▶

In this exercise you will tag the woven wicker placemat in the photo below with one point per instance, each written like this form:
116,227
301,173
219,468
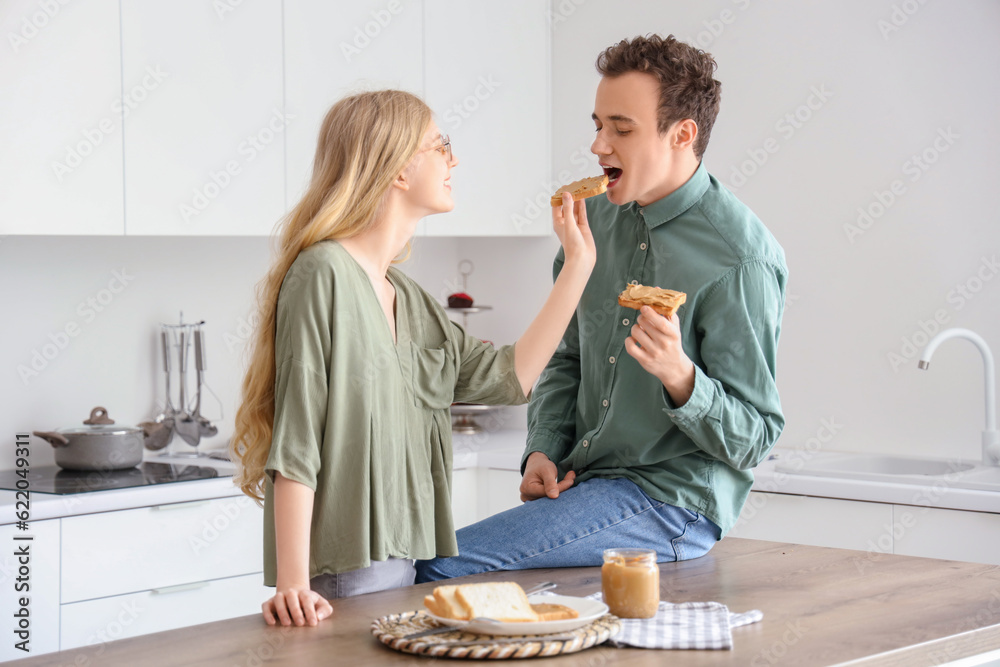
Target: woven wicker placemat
391,630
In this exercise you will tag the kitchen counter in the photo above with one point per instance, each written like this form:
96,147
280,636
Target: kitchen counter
497,449
819,608
937,492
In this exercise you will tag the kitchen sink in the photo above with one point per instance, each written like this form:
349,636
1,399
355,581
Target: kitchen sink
896,470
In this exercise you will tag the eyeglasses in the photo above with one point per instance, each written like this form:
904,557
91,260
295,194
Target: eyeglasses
443,149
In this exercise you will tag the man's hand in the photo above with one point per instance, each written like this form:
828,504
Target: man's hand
540,478
656,344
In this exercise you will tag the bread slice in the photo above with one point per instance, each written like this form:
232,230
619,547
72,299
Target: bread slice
502,601
664,301
433,607
449,605
585,187
554,612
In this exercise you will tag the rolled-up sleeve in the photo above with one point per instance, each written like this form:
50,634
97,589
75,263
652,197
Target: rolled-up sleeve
303,343
486,374
734,413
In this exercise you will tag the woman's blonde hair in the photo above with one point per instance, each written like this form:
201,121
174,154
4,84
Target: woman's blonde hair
365,142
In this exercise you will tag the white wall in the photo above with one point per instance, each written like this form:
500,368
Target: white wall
850,304
114,358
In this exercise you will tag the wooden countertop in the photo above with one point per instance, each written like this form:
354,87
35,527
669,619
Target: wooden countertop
821,607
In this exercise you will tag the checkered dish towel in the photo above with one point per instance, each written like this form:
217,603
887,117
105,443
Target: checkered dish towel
687,625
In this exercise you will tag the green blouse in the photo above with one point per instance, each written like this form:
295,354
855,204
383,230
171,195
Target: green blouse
365,422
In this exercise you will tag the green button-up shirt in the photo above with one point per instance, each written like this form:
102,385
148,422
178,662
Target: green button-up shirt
598,412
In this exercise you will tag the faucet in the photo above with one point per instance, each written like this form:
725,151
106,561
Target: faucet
991,438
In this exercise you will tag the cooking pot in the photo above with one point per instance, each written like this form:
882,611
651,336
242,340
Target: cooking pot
99,444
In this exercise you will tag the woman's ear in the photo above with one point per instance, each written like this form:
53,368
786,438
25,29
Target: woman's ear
401,182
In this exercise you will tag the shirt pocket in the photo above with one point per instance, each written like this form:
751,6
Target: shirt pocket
434,376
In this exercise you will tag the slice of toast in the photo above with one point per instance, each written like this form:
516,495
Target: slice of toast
449,604
585,187
664,301
554,612
501,601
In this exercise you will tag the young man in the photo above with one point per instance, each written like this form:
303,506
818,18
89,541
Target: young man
652,423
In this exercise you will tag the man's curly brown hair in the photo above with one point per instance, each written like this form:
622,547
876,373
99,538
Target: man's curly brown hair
685,74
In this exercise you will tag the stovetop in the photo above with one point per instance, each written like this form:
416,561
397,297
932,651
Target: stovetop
53,479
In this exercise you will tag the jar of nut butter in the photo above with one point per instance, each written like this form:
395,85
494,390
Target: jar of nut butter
630,582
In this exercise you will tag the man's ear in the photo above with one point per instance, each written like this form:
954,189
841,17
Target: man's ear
685,133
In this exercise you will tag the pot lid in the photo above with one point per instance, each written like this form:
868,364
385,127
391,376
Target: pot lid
99,423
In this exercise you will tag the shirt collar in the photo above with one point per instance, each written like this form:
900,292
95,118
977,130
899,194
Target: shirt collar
678,201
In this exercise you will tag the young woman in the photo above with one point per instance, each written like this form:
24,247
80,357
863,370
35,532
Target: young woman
344,428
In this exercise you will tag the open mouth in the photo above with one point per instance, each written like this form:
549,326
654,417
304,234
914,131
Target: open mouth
613,174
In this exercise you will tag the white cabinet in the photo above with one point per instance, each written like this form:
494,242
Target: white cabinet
502,491
822,522
112,553
873,528
949,534
204,123
477,493
487,80
61,118
94,622
333,49
37,580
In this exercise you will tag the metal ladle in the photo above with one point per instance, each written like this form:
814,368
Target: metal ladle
160,431
206,428
184,423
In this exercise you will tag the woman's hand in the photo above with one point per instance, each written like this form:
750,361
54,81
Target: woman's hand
296,605
570,224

◀

** WORK INSTRUCTION **
Could you output every entry exactly as written, skipping the pictures?

** RESULT OF THE TASK **
In this exercise you will tag the woven wicker placemat in the photo below with one point per instance, each written like this form:
116,227
301,173
219,468
Target: woven wicker placemat
391,630
In this exercise you will tag the kitchen counter in the photo above with one point per instance, each written like this form:
96,147
280,636
Target: kitchen counter
497,449
819,608
937,492
In this exercise you will tag the kitchen sink in the photo above with one point per instance, each written like this form:
349,636
1,399
355,581
Target: kitchen sink
896,470
In this exercise you will tag the eyeglasses in the photo above with one point per instance, each written like this form:
904,557
91,260
295,194
Target: eyeglasses
443,149
In this exercise you will tag the man's hand in the photo above with one point per instance, each written like this form:
828,504
Target: man's hand
540,478
656,344
In this exercise you will tag the bread slice in the photo above with one point per instance, each written like this form:
232,230
619,547
72,299
Target: bread slice
502,601
664,301
433,607
449,605
585,187
554,612
In this exercise you will tag the rolled-up sleeve in the photo above with one point per instance, each written like this form:
50,634
97,589
75,263
652,197
Target: rolled-up sleeve
303,343
486,374
734,413
In this exercise you will tag the woman's blonde hair in the photo above with one point per instance, each written like this form:
201,121
174,154
4,84
Target: woman's blonde hair
365,142
In this exercise you will tag the white wall in the photo above with one point per instance, each written like this form:
500,368
Target: white wall
850,304
114,358
In this exercise you will tag the wooden countertop in the photo above with one point per instance, each written like this form:
354,87
35,527
669,619
Target: wooden countertop
821,607
In this exercise you will tag the checkered dish towel in the photo above with one point per instance, each written like this form:
217,603
887,117
105,443
Target: checkered dish towel
687,625
In this exercise you will tag the green blouse in the photo above with one point per instance, each written like this form:
295,354
855,204
383,230
171,195
Target: green blouse
365,422
In this exercise you will tag the green button-up shirt in the photo above with one point per instance, each written like this form:
102,385
148,422
178,662
Target: green button-up shirt
598,412
In this exercise you will tag the faucet in the photo above with one point per instance, each written like this form:
725,151
106,561
Target: faucet
991,438
In this exercise you will tag the cooking pot in the photo above with one point per instance, each written like this form:
882,611
651,336
242,340
Target: cooking pot
99,444
In this exercise you will tag the woman's ear in the photo above with one point per instance, each written like this form:
53,368
786,438
25,29
Target: woman's ear
401,182
In this exercise you will tag the shirt pocket in the photo above with one point per instance, each written like this form:
751,6
Target: shirt pocket
434,376
In this exercise you will tag the slice of toast in the photo above with one point per instance, each written like this form:
516,495
Target: slice of toast
449,604
585,187
664,301
554,612
501,601
In this exercise you will tag the young man in the photo above with one point per instance, each written like this form:
303,506
818,18
89,541
Target: young man
652,423
In this exercise you will tag the man's curly brown hair in the photo above with one point per instance, each written like this form:
622,547
876,373
99,538
Target: man's curly brown hair
685,74
In this exercise you will tag the stovetop in the photo above with one point per instance, each written like this form:
416,561
397,297
932,651
Target: stovetop
53,479
In this exercise you will tag the jar of nut butter in the photo above with one point per instance, each written like this form:
395,85
494,390
Target: jar of nut butter
630,582
In this exercise you will tag the man's ear in the photo above with one point per instance, each written like this form:
954,189
841,17
Target: man's ear
685,133
In this exercise you will tag the pot lid in the photo above with one point per instance, each written like this form:
868,364
385,127
391,376
Target: pot lid
99,423
In this exercise you will tag the shirt collar in the photo above with one point per instance, each written like this form:
900,292
95,118
977,130
899,194
Target: shirt collar
678,201
In this exercise you will tag the young woman in the photo above with one point per instance, each written like this form:
24,247
80,357
863,370
35,532
Target: young woman
344,428
In this exercise you will tag the open mouth in the photo above with one point per instance, each written like this form:
549,326
654,417
304,234
914,131
Target: open mouth
613,174
In this exercise you will tag the white cabinet in the photo above with one point per instance, each written like this form:
494,242
Target: white cabinet
502,491
822,522
112,553
873,528
949,534
204,123
477,493
487,80
61,118
94,622
333,49
37,580
In this exercise you will tag the metal ladle in the photo above with one point per instance, each written like this form:
814,368
Target: metal ladle
160,431
206,428
184,423
In this exercise you will tag the woman's hand in the photo above with one point per instance, each written like this form:
750,361
54,81
Target: woman's hand
296,605
570,224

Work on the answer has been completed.